[WHAT THE EXERCISE ASKS]: Rewrite the material below, replacing each "gray wall" with "concrete wall" and leaving everything else the same. Leave the pictures out.

[MATERIAL TO PROCESS]:
****************

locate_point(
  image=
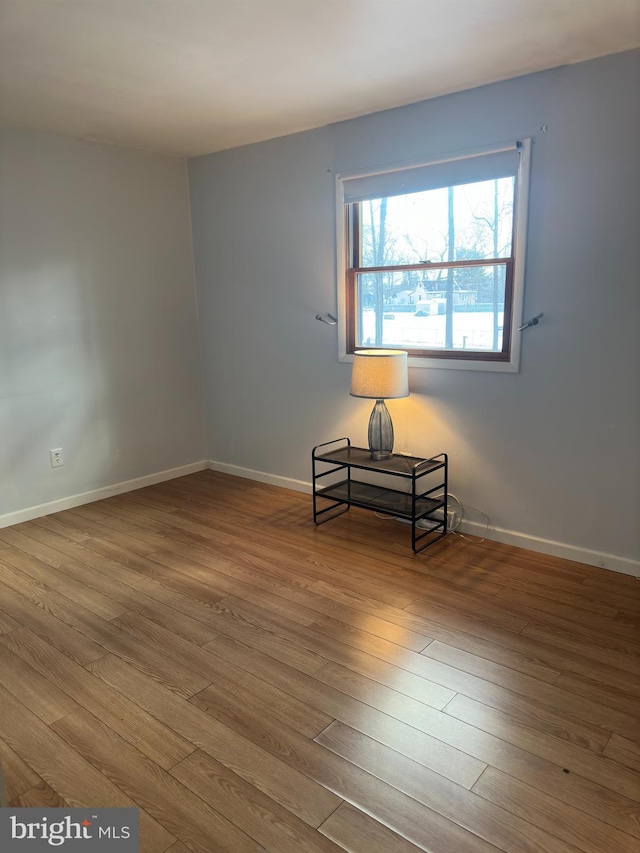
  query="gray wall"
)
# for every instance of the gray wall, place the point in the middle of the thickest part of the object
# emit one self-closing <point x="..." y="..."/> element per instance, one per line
<point x="550" y="453"/>
<point x="98" y="329"/>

****************

[COMPLETE RESPONSE]:
locate_point(
  image=
  query="concrete wall"
)
# for every instance of the concrete wall, place the point in the middle of the thickest part of the object
# emit one self-closing <point x="..." y="..."/> element per instance, one per line
<point x="550" y="453"/>
<point x="98" y="329"/>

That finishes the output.